India’s services activity grows in October for first time in eight months
Activity in India's dominant services industry, expanded for the first time in eight months in October as demand surged, but pandemic-hit firms continued to cut jobs, a private survey showed on Wednesday.
The findings, coupled with a similar survey on Monday which found Indian manufacturing growth expanded at its fastest pace in over a decade, suggest a recovery in Asia's third-largest economy is under way.
The Nikkei/IHS Markit Services Purchasing Managers' Index climbed to 54.1 in October from September's 49.8. It was the highest reading since February and comfortably above the 50-mark separating growth from contraction.
"It's encouraging to see the Indian service sector joining its manufacturing counterpart and posting a recovery in economic conditions from the steep deteriorations caused by the COVID-19 pandemic earlier in the year," Pollyanna De Lima, economics associate director at IHS Markit, said in a release.
"Service providers signalled solid expansions in new work and business activity during October. They were also more upbeat about the outlook, though hopes of output growth in the year ahead were pinned on a COVID-19 vaccine."

Data provided:
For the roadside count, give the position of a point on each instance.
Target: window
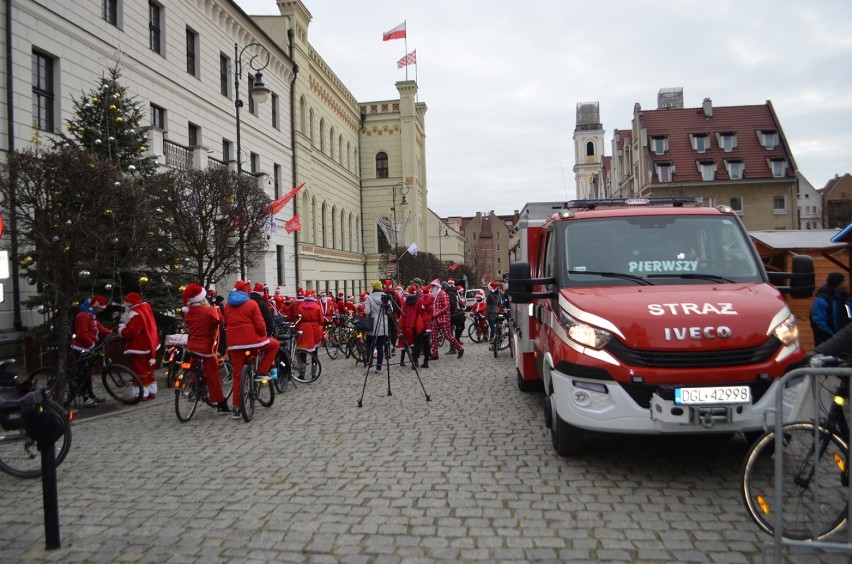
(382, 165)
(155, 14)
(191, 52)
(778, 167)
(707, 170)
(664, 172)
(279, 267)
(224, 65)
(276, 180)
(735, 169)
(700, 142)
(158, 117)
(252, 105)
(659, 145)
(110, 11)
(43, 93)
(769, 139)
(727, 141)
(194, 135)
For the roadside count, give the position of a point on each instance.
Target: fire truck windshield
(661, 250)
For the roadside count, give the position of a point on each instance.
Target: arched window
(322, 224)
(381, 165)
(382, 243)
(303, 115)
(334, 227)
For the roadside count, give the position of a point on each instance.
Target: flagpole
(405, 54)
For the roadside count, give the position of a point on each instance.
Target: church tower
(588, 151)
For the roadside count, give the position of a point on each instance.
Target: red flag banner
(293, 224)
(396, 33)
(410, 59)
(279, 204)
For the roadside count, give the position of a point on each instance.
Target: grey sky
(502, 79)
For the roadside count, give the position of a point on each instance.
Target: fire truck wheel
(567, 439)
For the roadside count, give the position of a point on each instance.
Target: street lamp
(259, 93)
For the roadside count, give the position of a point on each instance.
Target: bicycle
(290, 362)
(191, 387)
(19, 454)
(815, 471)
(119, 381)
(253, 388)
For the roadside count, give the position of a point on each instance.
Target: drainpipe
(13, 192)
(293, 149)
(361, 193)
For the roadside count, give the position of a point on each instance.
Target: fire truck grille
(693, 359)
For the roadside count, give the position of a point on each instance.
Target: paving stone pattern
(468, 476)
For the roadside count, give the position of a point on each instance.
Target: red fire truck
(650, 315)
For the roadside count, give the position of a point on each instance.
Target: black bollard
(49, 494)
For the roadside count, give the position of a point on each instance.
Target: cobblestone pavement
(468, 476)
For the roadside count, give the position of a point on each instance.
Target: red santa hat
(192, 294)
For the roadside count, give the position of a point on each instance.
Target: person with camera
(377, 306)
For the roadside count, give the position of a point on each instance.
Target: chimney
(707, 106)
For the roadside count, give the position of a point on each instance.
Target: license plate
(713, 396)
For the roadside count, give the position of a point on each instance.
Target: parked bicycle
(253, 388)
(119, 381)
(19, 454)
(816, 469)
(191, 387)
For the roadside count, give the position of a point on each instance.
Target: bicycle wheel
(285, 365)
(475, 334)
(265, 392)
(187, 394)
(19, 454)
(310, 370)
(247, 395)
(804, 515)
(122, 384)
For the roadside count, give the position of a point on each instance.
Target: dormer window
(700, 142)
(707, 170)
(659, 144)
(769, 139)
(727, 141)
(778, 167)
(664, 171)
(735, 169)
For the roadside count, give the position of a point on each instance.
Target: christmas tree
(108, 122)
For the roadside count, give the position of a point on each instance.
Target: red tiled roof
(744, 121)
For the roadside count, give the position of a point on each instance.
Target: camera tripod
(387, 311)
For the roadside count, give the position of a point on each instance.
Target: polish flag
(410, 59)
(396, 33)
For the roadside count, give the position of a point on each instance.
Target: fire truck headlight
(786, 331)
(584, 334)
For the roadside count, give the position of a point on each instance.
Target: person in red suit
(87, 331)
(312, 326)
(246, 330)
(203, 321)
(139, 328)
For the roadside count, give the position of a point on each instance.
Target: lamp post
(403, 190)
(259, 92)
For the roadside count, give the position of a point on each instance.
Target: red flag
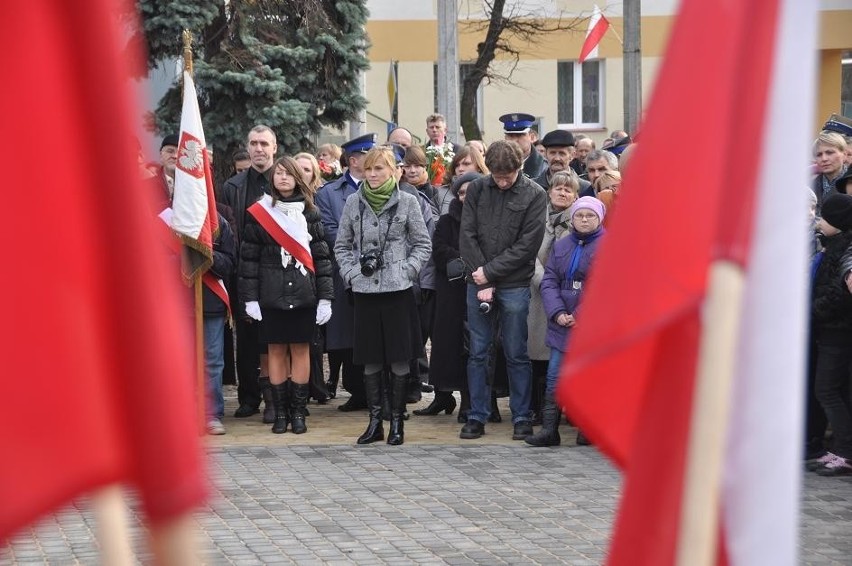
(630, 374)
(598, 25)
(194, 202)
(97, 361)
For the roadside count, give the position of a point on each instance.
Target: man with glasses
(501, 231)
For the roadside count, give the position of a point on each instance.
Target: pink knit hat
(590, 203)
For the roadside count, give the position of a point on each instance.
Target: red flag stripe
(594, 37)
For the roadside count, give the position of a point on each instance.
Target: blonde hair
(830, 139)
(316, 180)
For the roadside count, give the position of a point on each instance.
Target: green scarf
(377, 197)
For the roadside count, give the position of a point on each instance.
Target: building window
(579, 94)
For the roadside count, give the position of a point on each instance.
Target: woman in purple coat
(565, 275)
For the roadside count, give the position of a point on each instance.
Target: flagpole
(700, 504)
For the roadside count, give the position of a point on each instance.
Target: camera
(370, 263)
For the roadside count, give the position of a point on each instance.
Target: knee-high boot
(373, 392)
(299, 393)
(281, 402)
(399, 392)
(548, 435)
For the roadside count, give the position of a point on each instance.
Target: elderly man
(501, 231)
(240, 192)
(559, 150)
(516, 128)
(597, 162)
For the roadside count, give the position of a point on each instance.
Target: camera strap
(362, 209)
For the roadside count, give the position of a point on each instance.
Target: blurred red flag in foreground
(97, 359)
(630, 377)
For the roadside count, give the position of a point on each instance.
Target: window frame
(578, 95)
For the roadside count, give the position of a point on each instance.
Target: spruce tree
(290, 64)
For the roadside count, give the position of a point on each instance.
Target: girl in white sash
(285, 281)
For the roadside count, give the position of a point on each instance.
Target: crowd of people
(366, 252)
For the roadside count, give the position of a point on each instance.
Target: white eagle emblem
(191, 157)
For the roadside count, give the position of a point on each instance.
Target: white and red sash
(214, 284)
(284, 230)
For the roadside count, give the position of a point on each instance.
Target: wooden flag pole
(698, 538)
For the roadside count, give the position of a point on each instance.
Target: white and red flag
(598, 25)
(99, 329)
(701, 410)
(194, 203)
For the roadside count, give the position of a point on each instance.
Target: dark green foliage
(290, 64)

==

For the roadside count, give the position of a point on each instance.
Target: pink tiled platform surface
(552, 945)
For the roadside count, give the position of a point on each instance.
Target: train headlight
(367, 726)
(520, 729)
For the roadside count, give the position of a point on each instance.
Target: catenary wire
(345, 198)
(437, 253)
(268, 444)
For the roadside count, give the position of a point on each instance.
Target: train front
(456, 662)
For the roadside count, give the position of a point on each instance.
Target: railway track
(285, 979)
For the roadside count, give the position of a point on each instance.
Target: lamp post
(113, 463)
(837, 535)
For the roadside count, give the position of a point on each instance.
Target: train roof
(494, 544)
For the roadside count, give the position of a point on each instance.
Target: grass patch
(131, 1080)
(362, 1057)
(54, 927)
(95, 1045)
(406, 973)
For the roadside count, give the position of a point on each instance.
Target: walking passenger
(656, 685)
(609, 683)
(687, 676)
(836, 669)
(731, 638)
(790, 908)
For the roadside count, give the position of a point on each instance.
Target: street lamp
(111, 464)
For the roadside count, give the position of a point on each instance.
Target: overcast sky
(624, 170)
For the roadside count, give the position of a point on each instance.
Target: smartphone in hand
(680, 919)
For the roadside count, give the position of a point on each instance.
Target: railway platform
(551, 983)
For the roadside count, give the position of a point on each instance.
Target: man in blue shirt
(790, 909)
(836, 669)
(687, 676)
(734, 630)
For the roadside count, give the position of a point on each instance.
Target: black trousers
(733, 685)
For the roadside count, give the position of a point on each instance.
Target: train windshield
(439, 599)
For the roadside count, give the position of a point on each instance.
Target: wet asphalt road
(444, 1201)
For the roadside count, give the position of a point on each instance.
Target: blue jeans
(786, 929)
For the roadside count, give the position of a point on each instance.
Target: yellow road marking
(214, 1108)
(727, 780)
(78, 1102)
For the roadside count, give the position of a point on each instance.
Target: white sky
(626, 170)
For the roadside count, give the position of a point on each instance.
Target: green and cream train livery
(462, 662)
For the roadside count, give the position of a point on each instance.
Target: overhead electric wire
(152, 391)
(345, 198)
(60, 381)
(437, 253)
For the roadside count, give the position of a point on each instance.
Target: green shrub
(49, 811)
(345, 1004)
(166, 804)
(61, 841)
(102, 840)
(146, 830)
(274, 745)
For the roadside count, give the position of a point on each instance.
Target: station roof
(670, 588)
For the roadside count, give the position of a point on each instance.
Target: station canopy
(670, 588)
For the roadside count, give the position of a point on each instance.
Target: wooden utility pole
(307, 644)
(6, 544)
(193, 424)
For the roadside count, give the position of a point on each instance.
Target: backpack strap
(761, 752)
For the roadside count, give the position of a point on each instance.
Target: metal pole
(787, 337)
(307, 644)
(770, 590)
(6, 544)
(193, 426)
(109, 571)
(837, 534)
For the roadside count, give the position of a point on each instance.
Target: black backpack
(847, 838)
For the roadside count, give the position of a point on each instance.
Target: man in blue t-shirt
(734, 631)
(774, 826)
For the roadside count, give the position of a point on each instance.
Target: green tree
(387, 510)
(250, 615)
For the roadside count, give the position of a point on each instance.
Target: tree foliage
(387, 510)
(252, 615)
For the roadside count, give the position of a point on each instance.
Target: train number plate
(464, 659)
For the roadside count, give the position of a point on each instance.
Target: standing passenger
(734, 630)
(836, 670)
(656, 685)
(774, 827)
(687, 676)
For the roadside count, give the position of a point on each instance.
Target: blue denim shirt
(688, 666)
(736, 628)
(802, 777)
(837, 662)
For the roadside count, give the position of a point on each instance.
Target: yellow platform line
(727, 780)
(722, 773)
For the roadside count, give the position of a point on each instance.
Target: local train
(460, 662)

---

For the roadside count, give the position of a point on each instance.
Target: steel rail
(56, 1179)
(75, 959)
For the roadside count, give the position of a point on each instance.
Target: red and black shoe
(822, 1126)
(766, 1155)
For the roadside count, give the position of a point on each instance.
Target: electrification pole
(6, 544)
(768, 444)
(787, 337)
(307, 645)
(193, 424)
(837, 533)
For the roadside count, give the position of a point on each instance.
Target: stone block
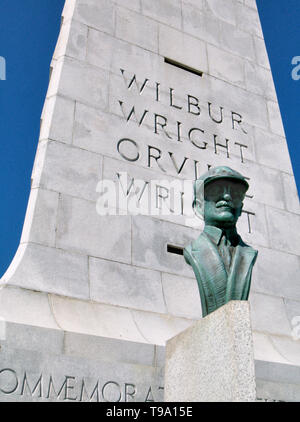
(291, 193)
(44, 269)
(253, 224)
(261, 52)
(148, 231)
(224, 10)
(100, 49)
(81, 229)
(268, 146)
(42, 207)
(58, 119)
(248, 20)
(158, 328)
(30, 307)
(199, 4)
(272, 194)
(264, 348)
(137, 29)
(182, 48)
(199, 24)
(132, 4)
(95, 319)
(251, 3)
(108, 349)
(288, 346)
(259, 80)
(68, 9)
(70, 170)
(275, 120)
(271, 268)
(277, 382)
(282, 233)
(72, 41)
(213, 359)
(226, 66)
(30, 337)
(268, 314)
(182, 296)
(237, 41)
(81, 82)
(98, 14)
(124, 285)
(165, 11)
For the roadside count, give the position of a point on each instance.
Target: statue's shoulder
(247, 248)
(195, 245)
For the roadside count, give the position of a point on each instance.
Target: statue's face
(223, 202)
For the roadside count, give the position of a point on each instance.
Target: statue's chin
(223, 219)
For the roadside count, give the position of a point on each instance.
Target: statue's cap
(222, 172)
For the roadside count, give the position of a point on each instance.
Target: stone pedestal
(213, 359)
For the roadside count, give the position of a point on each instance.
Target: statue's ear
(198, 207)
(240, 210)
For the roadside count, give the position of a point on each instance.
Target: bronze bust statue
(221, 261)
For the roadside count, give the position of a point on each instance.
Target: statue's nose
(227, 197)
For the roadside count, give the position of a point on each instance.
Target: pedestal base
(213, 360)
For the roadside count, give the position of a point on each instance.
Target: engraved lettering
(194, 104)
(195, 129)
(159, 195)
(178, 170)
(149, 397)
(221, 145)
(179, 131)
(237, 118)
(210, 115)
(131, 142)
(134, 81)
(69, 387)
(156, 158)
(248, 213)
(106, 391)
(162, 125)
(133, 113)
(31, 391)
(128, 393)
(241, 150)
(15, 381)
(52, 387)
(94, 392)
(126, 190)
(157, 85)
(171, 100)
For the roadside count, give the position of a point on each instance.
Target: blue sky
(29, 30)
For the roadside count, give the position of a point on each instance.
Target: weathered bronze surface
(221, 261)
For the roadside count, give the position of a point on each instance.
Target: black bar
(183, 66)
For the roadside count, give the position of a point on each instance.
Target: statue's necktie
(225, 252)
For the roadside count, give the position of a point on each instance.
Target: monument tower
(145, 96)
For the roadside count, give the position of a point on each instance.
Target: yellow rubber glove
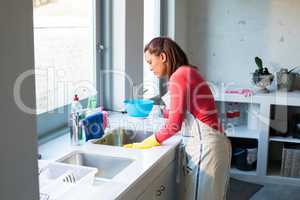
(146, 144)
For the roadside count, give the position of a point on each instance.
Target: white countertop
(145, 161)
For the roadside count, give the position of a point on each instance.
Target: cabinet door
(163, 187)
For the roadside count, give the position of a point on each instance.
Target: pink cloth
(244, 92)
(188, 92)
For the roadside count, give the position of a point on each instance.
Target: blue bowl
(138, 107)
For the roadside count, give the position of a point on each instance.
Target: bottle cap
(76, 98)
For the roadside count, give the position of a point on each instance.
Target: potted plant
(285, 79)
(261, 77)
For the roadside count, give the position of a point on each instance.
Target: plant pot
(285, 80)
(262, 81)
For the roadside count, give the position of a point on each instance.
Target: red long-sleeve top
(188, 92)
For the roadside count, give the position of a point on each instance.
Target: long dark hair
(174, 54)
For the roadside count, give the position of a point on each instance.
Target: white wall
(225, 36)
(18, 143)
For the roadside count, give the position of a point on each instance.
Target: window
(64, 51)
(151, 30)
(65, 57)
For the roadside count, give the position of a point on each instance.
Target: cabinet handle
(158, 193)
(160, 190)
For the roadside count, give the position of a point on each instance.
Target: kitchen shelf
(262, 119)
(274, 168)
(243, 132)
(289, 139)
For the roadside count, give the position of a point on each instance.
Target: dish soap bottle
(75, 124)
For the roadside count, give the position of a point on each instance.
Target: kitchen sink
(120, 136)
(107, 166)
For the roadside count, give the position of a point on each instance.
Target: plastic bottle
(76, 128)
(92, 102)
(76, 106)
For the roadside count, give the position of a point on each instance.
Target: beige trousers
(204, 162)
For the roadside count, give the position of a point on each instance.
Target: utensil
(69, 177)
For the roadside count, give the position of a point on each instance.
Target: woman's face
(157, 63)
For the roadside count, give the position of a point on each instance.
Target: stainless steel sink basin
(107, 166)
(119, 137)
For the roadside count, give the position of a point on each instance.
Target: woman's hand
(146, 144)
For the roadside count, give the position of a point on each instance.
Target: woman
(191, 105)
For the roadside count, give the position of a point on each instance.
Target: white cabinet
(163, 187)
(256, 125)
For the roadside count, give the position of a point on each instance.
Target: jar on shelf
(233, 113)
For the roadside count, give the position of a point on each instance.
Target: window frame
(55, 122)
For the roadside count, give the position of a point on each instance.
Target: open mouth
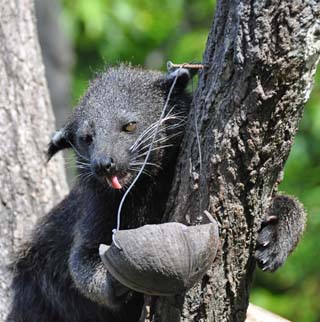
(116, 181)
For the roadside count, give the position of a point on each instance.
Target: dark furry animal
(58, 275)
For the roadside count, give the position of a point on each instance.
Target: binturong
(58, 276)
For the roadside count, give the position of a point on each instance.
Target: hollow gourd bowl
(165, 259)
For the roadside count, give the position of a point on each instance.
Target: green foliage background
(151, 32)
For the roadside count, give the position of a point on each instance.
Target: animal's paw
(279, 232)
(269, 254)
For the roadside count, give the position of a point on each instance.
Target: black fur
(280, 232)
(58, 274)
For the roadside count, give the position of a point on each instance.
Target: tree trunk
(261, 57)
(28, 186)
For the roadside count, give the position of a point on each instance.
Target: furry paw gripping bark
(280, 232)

Your instructions: Write the next part of the news report on India's services activity in October, picking up after its final sentence.

Result:
A sub-index tracking overall demand showed it expanded for the first time since February but new export business remained firmly in contraction territory as restrictions imposed across the world due to the COVID-19 pandemic hammered foreign demand. That led firms to cut jobs for the eight straight month, the longest streak on record.
"Survey participants indicated that workers on leave had not returned and that a widespread fear of COVID-19 contamination continued to restrict staff supply," De Lima added.
The composite PMI, which includes both manufacturing and services, rose to 58.0 last month, its highest since January 2012, from September's 54.6.
Although service providers remained optimistic about the year ahead - optimism strengthened to a seven-month high last month - the expectations index remained well below the long-term average.
Input costs increased at the quickest pace since February but firms absorbed much of the jump to win business amid growing concerns that rising coronavirus infections could halt the nascent recovery in the services industry, which contributes over 60 per cent to the country's gross domestic product.
India has the world's second-highest coronavirus caseload at well over 8 million, behind only the United States. New daily cases in India have been falling since September, but experts warn infections could rise again during the festival season.